Problem to work on: Can you duplicate the shipping and packaging terms between "4. Shipping, Packaging" and "the Supplier’s expense.", inclusive, word for word?

** START Reading text **

4. Shipping, Packaging
4.1 Shipping, freight (including freight for empties) and packaging costs, as well as customs duties, fees, taxes and other deductions will be paid by the Supplier, unless agreed otherwise. The goods are to be shipped exclusively in accordance with our packaging regulations or the packaging regulations specified in the description of the goods respectively. Subject to higher damages, non-compliance with the packaging regulations for which the Supplier is responsible will be charged by us at a flat rate of EUR 40,– per transport unit.
4.2 If separate payment of packaging costs has been agreed, the costs must be credited to us upon return of the packaging. The packing shall be returned at the Supplier’s expense.
4.3 In the case of pricing ex works or ex stock, shipping must take place at the respective lowest cost. In the case of pricing free domicile, we may instruct the Supplier with regard to the mode of transport and the freight carrier.

** END Reading text **
** START Supplied entries **

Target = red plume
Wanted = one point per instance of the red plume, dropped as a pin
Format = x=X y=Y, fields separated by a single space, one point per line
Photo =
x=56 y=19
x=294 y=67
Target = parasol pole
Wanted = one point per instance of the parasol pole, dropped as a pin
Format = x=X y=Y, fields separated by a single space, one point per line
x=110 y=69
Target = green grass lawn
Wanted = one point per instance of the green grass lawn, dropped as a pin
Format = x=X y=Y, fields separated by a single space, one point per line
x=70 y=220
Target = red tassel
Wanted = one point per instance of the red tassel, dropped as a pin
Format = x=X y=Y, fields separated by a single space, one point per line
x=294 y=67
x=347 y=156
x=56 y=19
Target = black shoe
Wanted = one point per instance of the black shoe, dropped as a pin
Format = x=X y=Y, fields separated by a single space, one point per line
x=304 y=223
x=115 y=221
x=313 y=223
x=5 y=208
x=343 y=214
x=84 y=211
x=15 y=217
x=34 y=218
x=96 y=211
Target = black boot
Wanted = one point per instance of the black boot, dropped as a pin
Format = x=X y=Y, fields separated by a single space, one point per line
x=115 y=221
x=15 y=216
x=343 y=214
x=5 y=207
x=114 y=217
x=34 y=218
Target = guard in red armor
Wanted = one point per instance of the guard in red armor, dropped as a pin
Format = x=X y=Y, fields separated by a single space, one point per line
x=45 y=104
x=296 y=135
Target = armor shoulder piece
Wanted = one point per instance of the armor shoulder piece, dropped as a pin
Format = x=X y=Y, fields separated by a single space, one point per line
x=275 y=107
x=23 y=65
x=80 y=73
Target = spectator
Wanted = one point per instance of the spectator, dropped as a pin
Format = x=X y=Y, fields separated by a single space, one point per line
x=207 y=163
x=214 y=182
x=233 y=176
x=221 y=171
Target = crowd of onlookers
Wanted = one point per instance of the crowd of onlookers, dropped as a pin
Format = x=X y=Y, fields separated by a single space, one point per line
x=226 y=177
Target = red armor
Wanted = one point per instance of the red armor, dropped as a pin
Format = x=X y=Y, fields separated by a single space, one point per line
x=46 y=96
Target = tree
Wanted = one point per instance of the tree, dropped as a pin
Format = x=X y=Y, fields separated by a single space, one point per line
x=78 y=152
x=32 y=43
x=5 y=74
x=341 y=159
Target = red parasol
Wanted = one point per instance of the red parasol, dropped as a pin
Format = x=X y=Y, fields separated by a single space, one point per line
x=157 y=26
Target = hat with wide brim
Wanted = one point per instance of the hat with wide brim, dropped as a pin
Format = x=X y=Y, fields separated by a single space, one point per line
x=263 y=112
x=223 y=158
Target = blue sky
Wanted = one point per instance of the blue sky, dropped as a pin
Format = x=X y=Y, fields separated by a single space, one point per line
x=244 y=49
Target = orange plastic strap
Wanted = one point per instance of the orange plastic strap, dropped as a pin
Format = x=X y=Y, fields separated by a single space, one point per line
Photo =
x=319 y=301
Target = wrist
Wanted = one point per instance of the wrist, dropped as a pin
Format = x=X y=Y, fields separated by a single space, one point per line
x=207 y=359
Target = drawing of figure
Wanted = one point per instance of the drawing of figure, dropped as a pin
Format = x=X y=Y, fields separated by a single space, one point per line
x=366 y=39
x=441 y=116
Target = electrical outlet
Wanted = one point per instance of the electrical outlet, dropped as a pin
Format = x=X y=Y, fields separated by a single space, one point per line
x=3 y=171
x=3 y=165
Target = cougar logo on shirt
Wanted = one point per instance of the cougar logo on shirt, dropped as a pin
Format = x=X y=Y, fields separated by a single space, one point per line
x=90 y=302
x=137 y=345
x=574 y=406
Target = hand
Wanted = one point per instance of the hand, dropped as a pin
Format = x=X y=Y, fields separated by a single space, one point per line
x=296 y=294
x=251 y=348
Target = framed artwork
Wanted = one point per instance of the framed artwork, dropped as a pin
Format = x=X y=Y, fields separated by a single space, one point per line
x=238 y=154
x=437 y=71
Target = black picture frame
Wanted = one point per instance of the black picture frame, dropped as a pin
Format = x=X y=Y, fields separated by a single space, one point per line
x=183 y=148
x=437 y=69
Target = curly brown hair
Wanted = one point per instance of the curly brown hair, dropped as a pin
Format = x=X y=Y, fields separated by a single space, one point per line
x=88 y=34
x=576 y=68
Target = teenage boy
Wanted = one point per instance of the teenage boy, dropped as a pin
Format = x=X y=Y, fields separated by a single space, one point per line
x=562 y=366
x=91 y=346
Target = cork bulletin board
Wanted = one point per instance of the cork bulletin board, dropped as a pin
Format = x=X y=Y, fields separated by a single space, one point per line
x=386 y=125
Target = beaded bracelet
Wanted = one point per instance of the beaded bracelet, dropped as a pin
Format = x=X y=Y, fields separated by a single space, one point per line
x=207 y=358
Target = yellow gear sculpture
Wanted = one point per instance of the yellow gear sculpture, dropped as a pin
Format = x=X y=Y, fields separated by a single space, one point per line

** END Supplied entries **

Task response:
4. Shipping, Packaging
4.1 Shipping, freight (including freight for empties) and packaging costs, as well as customs duties, fees, taxes and other deductions will be paid by the Supplier, unless agreed otherwise. The goods are to be shipped exclusively in accordance with our packaging regulations or the packaging regulations specified in the description of the goods respectively. Subject to higher damages, non-compliance with the packaging regulations for which the Supplier is responsible will be charged by us at a flat rate of EUR 40,– per transport unit.
4.2 If separate payment of packaging costs has been agreed, the costs must be credited to us upon return of the packaging. The packing shall be returned at the Supplier’s expense.